PROBLEM TO SOLVE: The range runs from the line containing "Find woman wearing" through the last line of the material below; retype it exactly, leaving out the pictures.

MATERIALS PROVIDED:
----

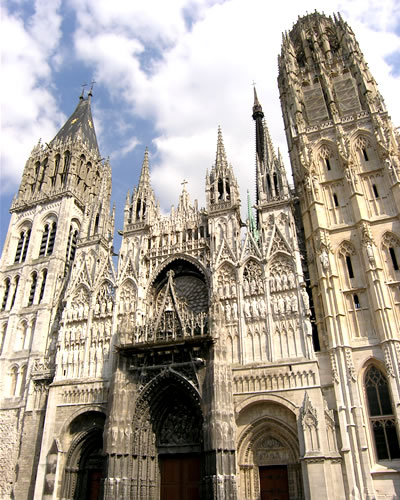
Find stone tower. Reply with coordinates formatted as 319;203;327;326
0;90;114;499
278;12;400;498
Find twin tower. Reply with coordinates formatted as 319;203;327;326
0;12;399;500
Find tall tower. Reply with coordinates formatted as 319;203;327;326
0;90;113;499
279;12;400;498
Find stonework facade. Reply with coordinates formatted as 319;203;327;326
0;12;399;500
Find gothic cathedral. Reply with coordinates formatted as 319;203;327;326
0;12;399;500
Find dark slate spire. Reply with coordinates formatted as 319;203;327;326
50;93;100;155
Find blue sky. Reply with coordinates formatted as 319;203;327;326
1;0;400;253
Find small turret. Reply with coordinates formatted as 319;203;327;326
206;127;240;209
252;90;289;204
125;148;157;228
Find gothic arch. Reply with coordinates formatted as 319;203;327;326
60;410;106;500
236;402;303;500
381;231;400;280
148;253;210;292
236;393;299;417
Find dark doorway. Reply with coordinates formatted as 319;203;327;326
259;465;289;500
160;454;201;500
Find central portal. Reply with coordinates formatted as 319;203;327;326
159;454;201;500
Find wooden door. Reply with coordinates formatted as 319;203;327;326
160;454;201;500
87;469;102;500
259;465;289;500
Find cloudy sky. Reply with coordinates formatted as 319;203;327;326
1;0;400;251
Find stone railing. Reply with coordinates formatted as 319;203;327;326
119;311;209;347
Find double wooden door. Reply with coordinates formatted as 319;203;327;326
259;465;289;500
159;454;201;500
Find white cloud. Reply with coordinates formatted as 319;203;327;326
77;0;400;214
0;1;64;192
1;0;399;215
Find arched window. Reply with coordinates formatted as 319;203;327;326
28;272;37;306
9;366;18;396
39;269;47;303
65;225;79;273
61;150;71;186
0;323;7;354
52;154;61;186
39;221;57;257
15;322;27;351
382;233;400;280
38;157;48;191
1;278;10;310
10;276;19;309
365;365;400;460
14;228;31;263
19;365;27;396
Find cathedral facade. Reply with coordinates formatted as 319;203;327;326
0;12;399;500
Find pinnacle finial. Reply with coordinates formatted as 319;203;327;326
215;126;228;171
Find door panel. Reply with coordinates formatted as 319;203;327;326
259;465;289;500
160;455;201;500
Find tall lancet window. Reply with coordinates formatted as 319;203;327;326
15;228;31;263
365;365;400;460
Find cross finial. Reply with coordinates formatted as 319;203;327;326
252;80;256;87
80;82;88;98
90;80;96;91
181;179;188;189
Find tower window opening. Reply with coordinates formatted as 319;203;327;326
39;158;48;191
65;226;78;273
38;269;47;303
325;158;331;170
333;193;339;207
39;222;57;257
372;184;379;198
267;175;272;195
273;172;279;196
52;154;61;186
353;294;361;309
346;255;354;279
94;213;100;234
363;148;369;161
1;279;10;311
136;199;141;220
225;178;231;200
61;151;71;186
218;178;223;200
10;276;19;309
365;365;400;460
389;247;399;271
28;272;37;306
15;229;31;264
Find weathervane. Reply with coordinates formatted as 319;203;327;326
80;82;88;97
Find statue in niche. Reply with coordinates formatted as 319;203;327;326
271;296;279;315
232;302;238;320
285;294;292;313
278;295;285;315
258;298;266;318
250;279;257;295
281;273;288;290
251;297;259;319
225;302;231;322
231;283;237;297
301;287;311;316
269;277;275;292
288;271;296;289
319;247;329;271
275;274;282;291
291;294;298;313
243;279;250;296
366;241;375;263
244;300;251;319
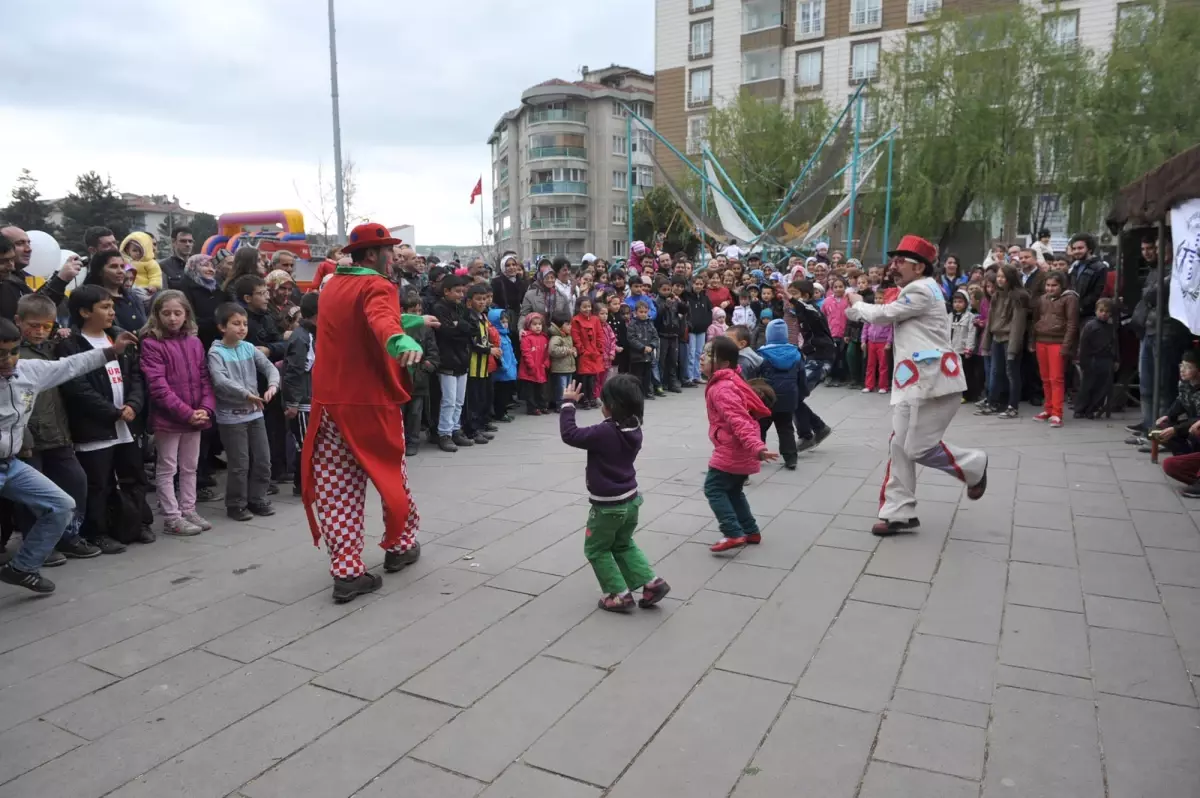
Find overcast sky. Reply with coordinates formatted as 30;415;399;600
0;0;653;245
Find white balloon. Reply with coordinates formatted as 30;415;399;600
60;249;87;289
25;231;61;279
59;249;78;266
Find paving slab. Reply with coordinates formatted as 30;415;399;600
0;719;86;786
1089;626;1197;706
918;539;1008;645
859;761;980;798
898;633;995;704
352;758;483;798
732;698;878;798
1098;694;1200;798
1077;550;1160;602
872;711;986;781
1006;561;1084;613
999;604;1092;678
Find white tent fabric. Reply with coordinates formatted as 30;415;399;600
798;152;883;247
704;161;758;246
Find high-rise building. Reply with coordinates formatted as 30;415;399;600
488;65;654;264
654;0;1144;181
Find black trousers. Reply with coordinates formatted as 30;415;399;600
521;379;547;412
288;411;310;493
658;336;680;389
19;446;88;537
760;411;798;463
463;376;491;435
264;396;290;480
76;441;148;543
964;354;986;401
402;396;425;443
631;362;653;397
576;374;595;403
1076;356;1114;416
794;401;826;439
493;381;516;418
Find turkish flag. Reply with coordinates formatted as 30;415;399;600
469;177;482;204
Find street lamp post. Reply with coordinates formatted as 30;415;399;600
327;0;346;243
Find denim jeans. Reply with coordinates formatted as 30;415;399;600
1141;336;1187;430
988;341;1022;409
437;373;468;436
651;352;662;388
703;468;759;539
24;446;86;545
6;459;75;573
982;354;993;398
552;373;571;407
688;332;706;381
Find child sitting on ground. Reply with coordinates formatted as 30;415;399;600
559;374;669;612
704;336;778;553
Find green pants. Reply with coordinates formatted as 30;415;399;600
584;495;655;595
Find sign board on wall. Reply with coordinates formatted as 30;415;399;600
1169;198;1200;334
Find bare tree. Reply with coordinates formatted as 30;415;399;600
342;157;364;225
294;160;336;239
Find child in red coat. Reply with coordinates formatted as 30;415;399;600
570;297;606;409
703;336;778;553
596;304;617;399
519;313;550;415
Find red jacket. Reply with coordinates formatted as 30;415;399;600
705;368;770;475
571;313;605;375
487;323;501;374
519;331;550;383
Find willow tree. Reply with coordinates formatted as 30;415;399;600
870;6;1096;249
703;93;832;225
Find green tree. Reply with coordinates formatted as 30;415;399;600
189;212;218;250
1080;3;1200;227
1;169;57;236
57;172;139;253
871;6;1096;249
704;94;832;225
632;186;699;258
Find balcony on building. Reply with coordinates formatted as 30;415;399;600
741;48;785;98
794;0;824;41
742;0;783;33
527;133;587;162
528;209;587;230
528;106;588;125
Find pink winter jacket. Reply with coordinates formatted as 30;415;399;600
140;333;216;434
822;294;850;338
705;368;771;475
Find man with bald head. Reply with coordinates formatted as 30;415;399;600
0;225;79;321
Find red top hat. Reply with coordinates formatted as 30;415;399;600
343;222;402;253
887;235;938;269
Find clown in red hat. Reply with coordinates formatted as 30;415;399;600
301;221;439;603
845;234;989;536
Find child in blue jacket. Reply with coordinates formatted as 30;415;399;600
488;308;518;422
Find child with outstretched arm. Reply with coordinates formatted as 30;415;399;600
560;374;670;613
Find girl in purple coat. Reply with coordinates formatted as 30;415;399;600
140;290;216;536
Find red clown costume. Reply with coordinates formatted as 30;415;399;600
301;222;428;603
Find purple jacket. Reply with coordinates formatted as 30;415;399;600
559;402;641;504
140;333;216;433
861;319;894;345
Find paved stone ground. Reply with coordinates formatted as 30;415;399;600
1;385;1199;797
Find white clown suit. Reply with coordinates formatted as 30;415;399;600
846;276;987;524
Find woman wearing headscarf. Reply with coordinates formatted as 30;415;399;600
181;254;228;350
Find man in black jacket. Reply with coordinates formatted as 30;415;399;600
653;278;682;394
0;227;77;322
1130;234;1191;436
1067;233;1109;323
158;227;193;290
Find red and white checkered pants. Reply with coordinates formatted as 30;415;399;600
312;413;419;579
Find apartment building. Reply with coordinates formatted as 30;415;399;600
487;65;655;264
655;0;1146;181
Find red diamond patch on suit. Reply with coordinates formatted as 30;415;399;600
894;359;919;389
940;352;961;377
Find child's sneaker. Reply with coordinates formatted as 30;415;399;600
1033;412;1051;421
861;387;871;394
654;387;666;397
710;536;747;553
745;532;762;544
182;512;213;531
227;506;254;522
163;517;203;537
248;501;275;517
0;563;55;594
638;578;671;608
878;388;889;394
1049;416;1063;428
597;592;635;613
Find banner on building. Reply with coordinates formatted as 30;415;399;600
1169;197;1200;334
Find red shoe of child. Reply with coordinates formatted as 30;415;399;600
710;536;747;553
745;533;762;545
1033;412;1051;421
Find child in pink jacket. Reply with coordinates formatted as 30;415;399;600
703;336;778;553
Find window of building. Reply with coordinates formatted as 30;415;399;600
633;130;654;155
848;93;879;128
1117;2;1154;44
743;48;782;83
1044;11;1079;47
532;168;587;184
690;19;713;59
849;0;882;31
498;127;508;147
795;49;822;88
689;68;713;106
535;206;572;222
795;99;822;122
613;135;628;155
635;166;654;188
612;239;628;257
612;100;628;117
631;101;653;118
906;32;934;72
686;115;709;155
796;0;824;38
501;215;512;236
907;0;940;24
849;40;880;83
613;204;628;225
613;170;628;190
691;0;713;11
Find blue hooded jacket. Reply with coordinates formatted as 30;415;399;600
756;319;803;413
487;308;518;382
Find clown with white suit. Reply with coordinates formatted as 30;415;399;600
846;235;989;536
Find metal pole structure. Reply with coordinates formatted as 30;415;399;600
626;114;634;253
883;134;895;257
701;146;763;231
1153;221;1166;422
327;0;346;242
846;93;863;261
700;152;709;269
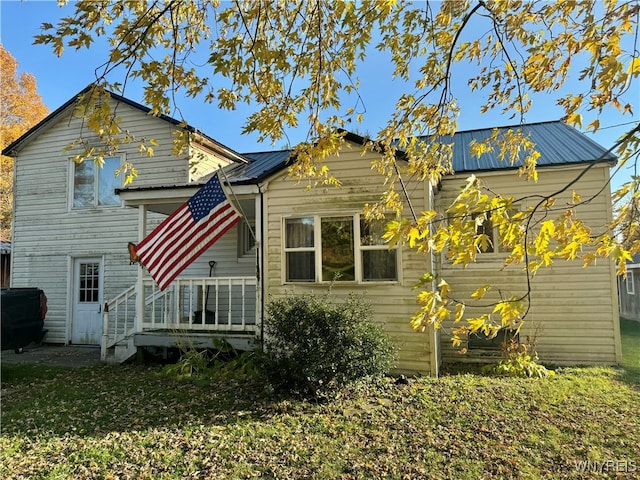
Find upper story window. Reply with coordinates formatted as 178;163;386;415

----

WORKED SOLUTION:
Find woman wearing headscarf. Reply with coordinates formatted as 30;415;399;600
181;254;228;350
Find man in black jacket. Reply with coordinates formatted as 30;415;399;600
653;278;682;394
0;227;77;322
1130;234;1191;436
1067;233;1109;323
158;227;193;290
Find red and white checkered pants. Reply with coordinates formatted as 30;415;399;600
312;413;419;579
Find apartment building. Reply with coordinates formatted as 30;415;399;600
487;65;655;264
655;0;1146;181
Find red diamond patch on suit. Reply with coordinates formatted as 30;415;399;600
894;359;919;389
940;352;961;377
Find child's sneaker. Reply with coordinates formatted as 30;415;399;600
1033;412;1051;421
861;387;871;394
654;387;666;397
710;536;747;553
745;532;762;544
182;512;213;531
227;506;254;522
163;517;203;537
248;501;275;517
0;563;55;594
638;578;671;608
878;388;889;394
1049;416;1063;428
597;592;635;613
Find banner on building. Reply with coordinates formatted as 30;415;399;600
1169;197;1200;334
Find red shoe of child. Reply with coordinates formatted as 30;415;399;600
710;536;747;553
745;533;762;545
1033;412;1051;421
Find child in pink jacket. Reply with coordinates formatted as 30;415;399;600
703;336;778;553
Find window of building. Reply with coordinates formatted as 30;415;399;600
633;130;654;155
848;93;879;128
1117;2;1154;44
743;48;782;83
1044;11;1079;47
532;168;587;184
690;19;713;59
849;0;882;31
498;127;508;147
795;49;822;88
689;68;713;106
535;206;572;222
795;99;822;122
613;135;628;155
635;166;654;188
612;239;628;257
612;100;628;117
631;101;653;118
906;32;934;72
686;115;709;155
796;0;824;38
501;215;512;236
907;0;940;24
849;40;880;83
613;204;628;225
613;170;628;190
691;0;713;11
Find blue hooded jacket. Reply with coordinates formatted as 30;415;399;600
756;319;803;413
487;308;518;382
Find clown with white suit. Reply with coordinates formatted as 30;415;399;600
846;235;989;536
Find metal pole structure. Reply with coordinates formatted as 30;415;399;600
626;114;634;253
883;134;895;257
701;146;763;231
1153;221;1166;422
327;0;346;242
846;93;863;261
700;152;709;269
Find upper story window. Reply with coordinates formatted as 178;163;386;415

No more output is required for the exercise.